## Exercises
[A] In the interview excerpt on medical equipment maintenance, how long does the warranty on a USD two million CT scanner typically last?
[B] Continue the interview excerpt on medical equipment maintenance from its last sentence.

## Text for analysis
◆ ◆ ◆ ◆ ◆
Simply put, they can improve their asset management to make their expenditure more efficient. Hence long-term contracts assure operativity and functional equipment.

Our business model helps relevant decision makers to spend money more efficiently with very high quality products that can bring far-reaching benefits to the patients—effectively eradicating all indirect costs.

For instance, the warranty period on a USD two million CT scanner typically lasts for two years. Within those two years, the scanner’s operational functionality will be relatively seamless, with any complications probably immediately attended to by the manufacturer. However, after the warranty expires is when hospitals begin to incur unnecessary expenses, with one minor fault often leading to a succession of failures that eventually leaves the machine inoperable. Our value is lies in a hassle-free proposition, effectively filling this service gap by providing any necessary maintenance, upgrades, repairs, and/or training throughout the lifetime of the contractual period with our clients.

Is medical education is a crucial component when it comes adopting new medical devices? What type of initiatives has Vensi pursued in this regard?

In the public sector, it is very difficult to coordinate those types of activities. We will typically carry out educational seminars in line with customer requests, and specifically through our providers; otherwise, our client base might see such activities as us trying to exploit a sales channel—a conflict of interest if you will.
◆ ◆ ◆ ◆ ◆
(Region pointing data)
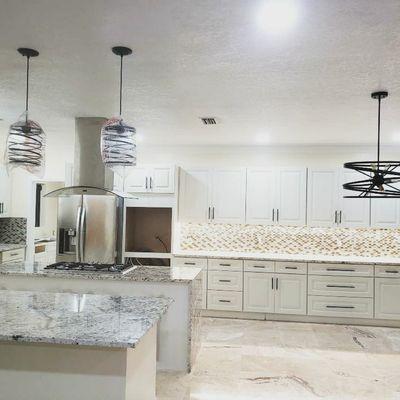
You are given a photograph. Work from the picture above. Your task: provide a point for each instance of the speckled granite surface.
(141, 274)
(10, 246)
(78, 319)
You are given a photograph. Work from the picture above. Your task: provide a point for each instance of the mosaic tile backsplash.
(367, 242)
(13, 230)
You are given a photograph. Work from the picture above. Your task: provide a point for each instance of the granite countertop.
(10, 246)
(78, 319)
(160, 274)
(319, 258)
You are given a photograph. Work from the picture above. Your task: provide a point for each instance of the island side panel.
(174, 327)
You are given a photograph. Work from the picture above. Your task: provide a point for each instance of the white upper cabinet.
(146, 179)
(228, 195)
(276, 196)
(260, 196)
(194, 195)
(322, 196)
(5, 192)
(291, 196)
(326, 205)
(352, 212)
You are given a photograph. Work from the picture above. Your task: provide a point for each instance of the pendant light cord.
(120, 88)
(27, 88)
(379, 130)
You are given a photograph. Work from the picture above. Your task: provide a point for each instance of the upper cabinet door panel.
(260, 196)
(162, 180)
(291, 197)
(193, 195)
(137, 180)
(229, 195)
(322, 197)
(353, 212)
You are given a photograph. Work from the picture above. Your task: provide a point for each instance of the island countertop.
(78, 319)
(157, 274)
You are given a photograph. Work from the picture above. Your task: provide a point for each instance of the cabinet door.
(387, 298)
(229, 195)
(385, 213)
(161, 180)
(258, 295)
(352, 212)
(193, 195)
(137, 180)
(291, 197)
(322, 197)
(291, 294)
(260, 196)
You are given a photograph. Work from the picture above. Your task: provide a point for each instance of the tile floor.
(254, 360)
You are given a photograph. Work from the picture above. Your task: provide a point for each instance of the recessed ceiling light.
(278, 16)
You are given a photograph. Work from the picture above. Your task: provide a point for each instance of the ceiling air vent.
(209, 121)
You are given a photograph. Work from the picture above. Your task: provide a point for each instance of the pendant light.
(381, 177)
(26, 139)
(118, 148)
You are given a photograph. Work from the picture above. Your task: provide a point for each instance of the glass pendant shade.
(26, 141)
(26, 145)
(118, 148)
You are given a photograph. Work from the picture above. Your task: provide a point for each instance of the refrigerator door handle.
(78, 234)
(82, 234)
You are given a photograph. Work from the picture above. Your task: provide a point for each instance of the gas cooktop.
(92, 267)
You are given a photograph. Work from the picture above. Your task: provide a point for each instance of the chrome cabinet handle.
(329, 306)
(340, 270)
(342, 286)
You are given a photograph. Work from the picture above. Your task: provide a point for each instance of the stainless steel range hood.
(91, 176)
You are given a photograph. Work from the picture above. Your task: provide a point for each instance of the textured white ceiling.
(207, 58)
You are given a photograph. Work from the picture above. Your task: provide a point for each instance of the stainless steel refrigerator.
(89, 228)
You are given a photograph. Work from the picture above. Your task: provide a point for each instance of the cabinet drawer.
(290, 267)
(346, 286)
(190, 262)
(225, 280)
(228, 301)
(259, 266)
(225, 265)
(13, 255)
(340, 307)
(340, 269)
(387, 271)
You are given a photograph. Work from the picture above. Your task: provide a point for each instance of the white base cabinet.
(387, 298)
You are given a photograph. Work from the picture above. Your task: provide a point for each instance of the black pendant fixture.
(381, 177)
(26, 139)
(118, 148)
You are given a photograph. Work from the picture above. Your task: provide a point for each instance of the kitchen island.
(78, 346)
(178, 329)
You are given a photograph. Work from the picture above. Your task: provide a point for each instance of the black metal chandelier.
(381, 176)
(26, 139)
(118, 148)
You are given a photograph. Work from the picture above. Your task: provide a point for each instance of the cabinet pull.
(342, 286)
(340, 270)
(329, 306)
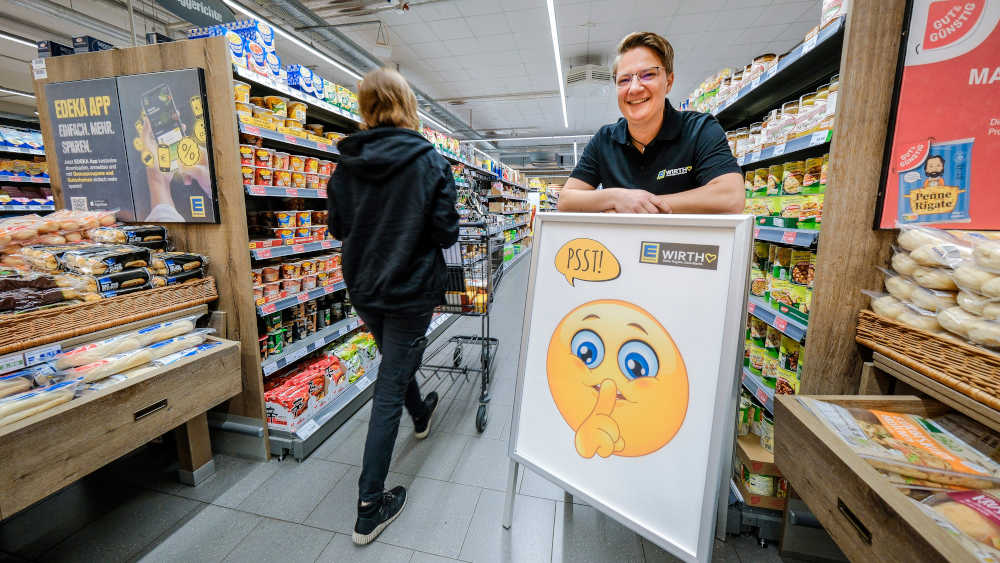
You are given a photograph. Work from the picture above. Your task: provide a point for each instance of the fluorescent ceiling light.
(17, 92)
(552, 137)
(17, 39)
(555, 49)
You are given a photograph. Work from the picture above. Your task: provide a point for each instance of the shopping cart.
(472, 277)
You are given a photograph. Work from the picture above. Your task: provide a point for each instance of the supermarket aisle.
(290, 511)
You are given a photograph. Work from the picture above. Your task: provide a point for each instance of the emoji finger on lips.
(617, 378)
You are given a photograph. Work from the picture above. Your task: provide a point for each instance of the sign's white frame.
(723, 427)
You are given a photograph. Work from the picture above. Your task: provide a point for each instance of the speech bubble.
(588, 260)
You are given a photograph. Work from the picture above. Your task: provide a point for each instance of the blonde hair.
(386, 100)
(652, 41)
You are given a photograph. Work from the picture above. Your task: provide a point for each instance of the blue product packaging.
(937, 189)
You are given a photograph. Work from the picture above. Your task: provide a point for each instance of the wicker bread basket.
(970, 370)
(35, 328)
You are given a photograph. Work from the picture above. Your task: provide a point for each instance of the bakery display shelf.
(760, 390)
(293, 300)
(286, 139)
(22, 331)
(25, 179)
(292, 249)
(297, 350)
(22, 150)
(13, 208)
(794, 149)
(787, 325)
(328, 110)
(804, 66)
(805, 238)
(313, 432)
(276, 191)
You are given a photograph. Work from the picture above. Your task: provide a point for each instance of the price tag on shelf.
(761, 396)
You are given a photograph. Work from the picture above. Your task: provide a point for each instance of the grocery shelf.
(760, 390)
(287, 139)
(276, 191)
(317, 429)
(291, 249)
(293, 352)
(787, 325)
(25, 179)
(22, 150)
(293, 300)
(789, 150)
(328, 110)
(806, 65)
(805, 238)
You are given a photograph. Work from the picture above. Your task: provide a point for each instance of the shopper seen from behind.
(392, 204)
(655, 159)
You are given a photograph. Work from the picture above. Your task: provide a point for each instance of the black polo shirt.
(688, 152)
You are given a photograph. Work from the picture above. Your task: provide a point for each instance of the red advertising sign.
(942, 152)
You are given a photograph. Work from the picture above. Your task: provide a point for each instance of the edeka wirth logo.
(197, 206)
(701, 256)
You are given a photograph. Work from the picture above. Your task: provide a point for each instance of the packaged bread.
(169, 263)
(908, 444)
(956, 320)
(110, 365)
(165, 330)
(902, 263)
(96, 351)
(934, 278)
(23, 405)
(985, 333)
(127, 234)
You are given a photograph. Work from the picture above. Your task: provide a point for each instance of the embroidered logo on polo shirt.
(673, 172)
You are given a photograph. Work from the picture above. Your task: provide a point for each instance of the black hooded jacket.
(392, 204)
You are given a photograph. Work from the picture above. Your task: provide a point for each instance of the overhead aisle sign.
(626, 387)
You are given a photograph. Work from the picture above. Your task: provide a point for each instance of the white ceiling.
(495, 55)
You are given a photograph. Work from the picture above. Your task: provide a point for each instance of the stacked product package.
(945, 283)
(98, 365)
(293, 398)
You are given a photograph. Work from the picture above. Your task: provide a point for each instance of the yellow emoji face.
(617, 378)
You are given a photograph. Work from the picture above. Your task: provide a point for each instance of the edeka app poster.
(945, 147)
(169, 150)
(89, 146)
(621, 382)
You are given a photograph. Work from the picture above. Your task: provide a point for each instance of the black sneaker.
(372, 519)
(422, 428)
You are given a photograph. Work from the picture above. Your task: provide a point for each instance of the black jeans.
(402, 340)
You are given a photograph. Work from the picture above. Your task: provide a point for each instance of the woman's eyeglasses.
(645, 76)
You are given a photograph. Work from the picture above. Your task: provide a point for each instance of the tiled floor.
(286, 511)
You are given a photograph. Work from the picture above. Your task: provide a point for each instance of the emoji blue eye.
(636, 359)
(587, 346)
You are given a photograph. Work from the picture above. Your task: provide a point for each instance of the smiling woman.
(655, 159)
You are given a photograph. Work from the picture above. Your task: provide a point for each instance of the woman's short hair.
(386, 100)
(652, 41)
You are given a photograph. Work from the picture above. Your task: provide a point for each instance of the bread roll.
(956, 320)
(970, 276)
(888, 306)
(934, 278)
(902, 263)
(985, 333)
(899, 287)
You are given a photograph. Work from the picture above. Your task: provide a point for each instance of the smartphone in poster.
(89, 148)
(627, 375)
(169, 147)
(942, 151)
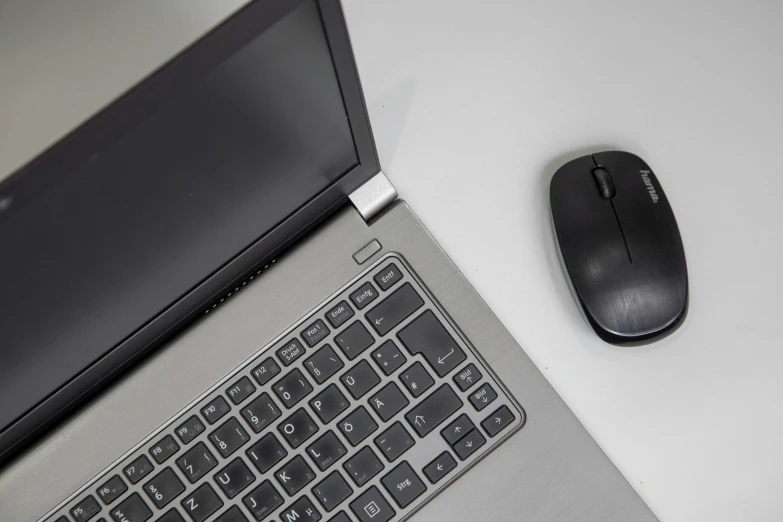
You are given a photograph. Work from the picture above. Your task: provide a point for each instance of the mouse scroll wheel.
(604, 182)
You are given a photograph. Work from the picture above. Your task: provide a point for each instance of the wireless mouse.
(620, 245)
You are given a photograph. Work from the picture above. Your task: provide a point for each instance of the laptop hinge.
(370, 198)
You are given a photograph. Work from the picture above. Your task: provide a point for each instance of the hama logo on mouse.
(648, 183)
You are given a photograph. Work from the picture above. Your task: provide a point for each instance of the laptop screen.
(135, 225)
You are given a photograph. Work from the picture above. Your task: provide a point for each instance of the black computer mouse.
(620, 244)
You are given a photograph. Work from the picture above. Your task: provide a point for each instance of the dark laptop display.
(142, 206)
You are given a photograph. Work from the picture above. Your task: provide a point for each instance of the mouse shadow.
(561, 283)
(389, 113)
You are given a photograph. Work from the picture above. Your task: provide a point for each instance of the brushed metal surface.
(550, 470)
(370, 198)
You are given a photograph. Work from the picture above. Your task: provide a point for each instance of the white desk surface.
(474, 105)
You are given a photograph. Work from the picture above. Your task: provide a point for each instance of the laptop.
(218, 309)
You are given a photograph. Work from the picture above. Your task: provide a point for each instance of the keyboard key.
(298, 428)
(190, 429)
(138, 469)
(164, 449)
(403, 484)
(360, 379)
(388, 357)
(354, 340)
(467, 377)
(495, 423)
(339, 314)
(86, 509)
(164, 487)
(295, 475)
(388, 401)
(432, 411)
(234, 478)
(229, 437)
(292, 388)
(394, 441)
(329, 404)
(481, 397)
(234, 514)
(241, 390)
(323, 364)
(365, 295)
(196, 462)
(440, 467)
(302, 510)
(266, 371)
(357, 426)
(132, 509)
(326, 450)
(468, 445)
(457, 429)
(171, 516)
(202, 503)
(416, 379)
(332, 490)
(394, 309)
(267, 452)
(370, 506)
(263, 500)
(261, 412)
(363, 466)
(111, 489)
(314, 333)
(388, 276)
(427, 336)
(340, 517)
(290, 352)
(215, 409)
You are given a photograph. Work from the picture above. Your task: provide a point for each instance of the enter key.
(427, 336)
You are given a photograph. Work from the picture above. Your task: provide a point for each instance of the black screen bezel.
(241, 27)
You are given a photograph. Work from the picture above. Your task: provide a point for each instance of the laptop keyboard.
(363, 411)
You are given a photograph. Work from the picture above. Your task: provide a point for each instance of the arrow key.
(468, 445)
(495, 423)
(440, 467)
(457, 429)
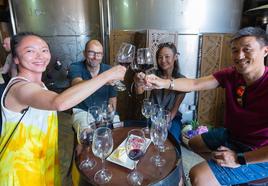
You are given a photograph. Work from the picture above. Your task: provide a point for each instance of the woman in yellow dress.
(31, 155)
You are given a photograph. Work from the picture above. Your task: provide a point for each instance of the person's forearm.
(188, 85)
(138, 89)
(257, 156)
(77, 93)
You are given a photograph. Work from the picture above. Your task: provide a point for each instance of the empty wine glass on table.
(145, 59)
(135, 148)
(146, 111)
(158, 134)
(85, 137)
(164, 116)
(108, 112)
(102, 146)
(125, 56)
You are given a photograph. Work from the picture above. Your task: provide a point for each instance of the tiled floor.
(66, 145)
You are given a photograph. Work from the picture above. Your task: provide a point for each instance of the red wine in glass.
(125, 64)
(135, 154)
(145, 67)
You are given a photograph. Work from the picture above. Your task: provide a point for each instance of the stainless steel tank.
(184, 16)
(66, 24)
(189, 18)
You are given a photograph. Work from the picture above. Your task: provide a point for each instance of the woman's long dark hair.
(174, 50)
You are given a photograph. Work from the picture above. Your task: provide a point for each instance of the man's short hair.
(257, 32)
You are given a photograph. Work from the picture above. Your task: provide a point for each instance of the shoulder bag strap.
(24, 112)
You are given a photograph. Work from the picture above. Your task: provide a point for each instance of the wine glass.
(102, 146)
(94, 115)
(145, 62)
(108, 112)
(164, 116)
(135, 148)
(85, 137)
(158, 134)
(125, 56)
(146, 111)
(145, 59)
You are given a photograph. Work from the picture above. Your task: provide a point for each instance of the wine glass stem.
(158, 152)
(103, 163)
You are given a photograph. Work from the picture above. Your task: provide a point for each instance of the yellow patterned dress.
(31, 156)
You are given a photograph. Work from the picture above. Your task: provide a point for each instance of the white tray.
(123, 159)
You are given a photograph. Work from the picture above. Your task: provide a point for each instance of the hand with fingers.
(225, 157)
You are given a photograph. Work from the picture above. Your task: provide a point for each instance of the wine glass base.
(120, 88)
(146, 130)
(135, 178)
(87, 164)
(103, 176)
(158, 161)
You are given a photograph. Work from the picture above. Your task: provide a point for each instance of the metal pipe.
(108, 18)
(12, 17)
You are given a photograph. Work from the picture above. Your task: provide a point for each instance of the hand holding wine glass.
(135, 148)
(95, 115)
(102, 146)
(146, 111)
(124, 57)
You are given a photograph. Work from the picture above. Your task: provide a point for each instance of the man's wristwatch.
(241, 159)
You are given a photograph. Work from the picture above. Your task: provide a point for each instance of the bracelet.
(171, 85)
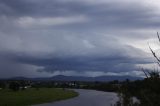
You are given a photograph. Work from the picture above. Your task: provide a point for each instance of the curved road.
(87, 98)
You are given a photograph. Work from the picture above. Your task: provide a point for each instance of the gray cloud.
(76, 36)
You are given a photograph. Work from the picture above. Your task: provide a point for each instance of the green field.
(33, 96)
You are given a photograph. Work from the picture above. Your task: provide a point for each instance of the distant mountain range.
(79, 78)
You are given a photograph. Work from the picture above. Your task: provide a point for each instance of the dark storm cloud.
(76, 35)
(106, 15)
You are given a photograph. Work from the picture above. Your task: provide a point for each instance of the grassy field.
(32, 96)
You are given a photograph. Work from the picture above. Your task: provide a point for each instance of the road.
(87, 98)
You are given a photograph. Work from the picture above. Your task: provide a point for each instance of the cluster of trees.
(147, 90)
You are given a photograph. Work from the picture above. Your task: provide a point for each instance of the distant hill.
(79, 78)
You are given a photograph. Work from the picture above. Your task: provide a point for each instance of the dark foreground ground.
(87, 98)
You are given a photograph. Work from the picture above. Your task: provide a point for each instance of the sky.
(43, 38)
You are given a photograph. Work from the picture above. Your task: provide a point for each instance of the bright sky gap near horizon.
(42, 38)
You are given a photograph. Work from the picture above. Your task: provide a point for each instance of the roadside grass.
(32, 96)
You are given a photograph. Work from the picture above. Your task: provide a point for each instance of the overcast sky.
(41, 38)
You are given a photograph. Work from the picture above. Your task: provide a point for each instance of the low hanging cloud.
(76, 37)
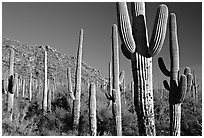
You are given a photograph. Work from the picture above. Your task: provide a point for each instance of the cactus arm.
◆ ◆ ◆ ◆ ◆
## Task-by-task results
[A] Two years.

[B]
What would you identify as the main factors that make Vensi the ideal partner of choice, especially when compared to what some of your partners can offer?

Given the uniqueness of our model, we try not to constantly measure ourselves against the competitive landscape, as doing so will only inhibit our focus.

Number one is people, specifically the talent that we hire and place in hospitals. I don’t hire sellers, but service-oriented professionals with strong work ethic and unparalleled integrity to employ what we offer to our customers and understand their needs. Ultimately, it is important that they share the same vision of what we are trying to achieve—to completely reshape the way healthcare institutions approach medical equipment. With one eye on the hospital and one eye on the patient, our people are the core underpinning of Vensi’s success to date, and will be a key factor in expanding our consumer base moving forward.

Secondly, I would highlight the fact that we have undergone a directional shift that focuses less on short-term profitability and more on costumer satisfaction. We truly believe that if our end-users are happy at a regional price, then customer loyalty and in turn long-term business growth will invariably follow.

Third, the commercial partnerships that we have established have certainly been instrumental in getting us to where we stand today.

Having just wrapped up two years as CEO, what would you now prioritize as your objectives in the next three to five years?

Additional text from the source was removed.